Task data
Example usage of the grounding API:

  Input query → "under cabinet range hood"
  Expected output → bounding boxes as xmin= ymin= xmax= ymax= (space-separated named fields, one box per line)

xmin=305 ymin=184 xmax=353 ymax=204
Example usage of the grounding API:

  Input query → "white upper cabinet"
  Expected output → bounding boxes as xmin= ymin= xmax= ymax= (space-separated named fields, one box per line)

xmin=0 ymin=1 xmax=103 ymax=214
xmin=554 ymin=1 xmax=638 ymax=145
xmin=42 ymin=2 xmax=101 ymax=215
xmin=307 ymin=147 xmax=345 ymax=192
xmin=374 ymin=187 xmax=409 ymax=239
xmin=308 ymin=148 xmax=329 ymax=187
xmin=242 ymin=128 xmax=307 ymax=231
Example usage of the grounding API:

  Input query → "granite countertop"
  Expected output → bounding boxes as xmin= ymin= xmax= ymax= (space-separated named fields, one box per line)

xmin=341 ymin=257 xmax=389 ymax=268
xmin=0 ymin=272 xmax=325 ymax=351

How to complete this task
Print each record from the listing above exactly as it was given.

Response to this exercise
Example usage of the grounding API:

  Input query → "under cabinet range hood"
  Expected output → bounding boxes as xmin= ymin= xmax= ymax= (space-separated named fields, one box per line)

xmin=305 ymin=184 xmax=353 ymax=204
Example usage of the grounding API:

  Input query → "white upper cabinet"
  Expected output → bounding boxes as xmin= ymin= xmax= ymax= (space-separated named fields, one box per line)

xmin=0 ymin=1 xmax=103 ymax=214
xmin=554 ymin=1 xmax=638 ymax=145
xmin=42 ymin=2 xmax=101 ymax=215
xmin=307 ymin=147 xmax=345 ymax=192
xmin=374 ymin=187 xmax=409 ymax=239
xmin=308 ymin=148 xmax=329 ymax=187
xmin=242 ymin=128 xmax=307 ymax=231
Example usage of the grounding API:

  Input query → "granite countertop"
  Expected output → bounding boxes as xmin= ymin= xmax= ymax= (space-separated named fields, one box per line)

xmin=341 ymin=257 xmax=389 ymax=268
xmin=0 ymin=272 xmax=325 ymax=351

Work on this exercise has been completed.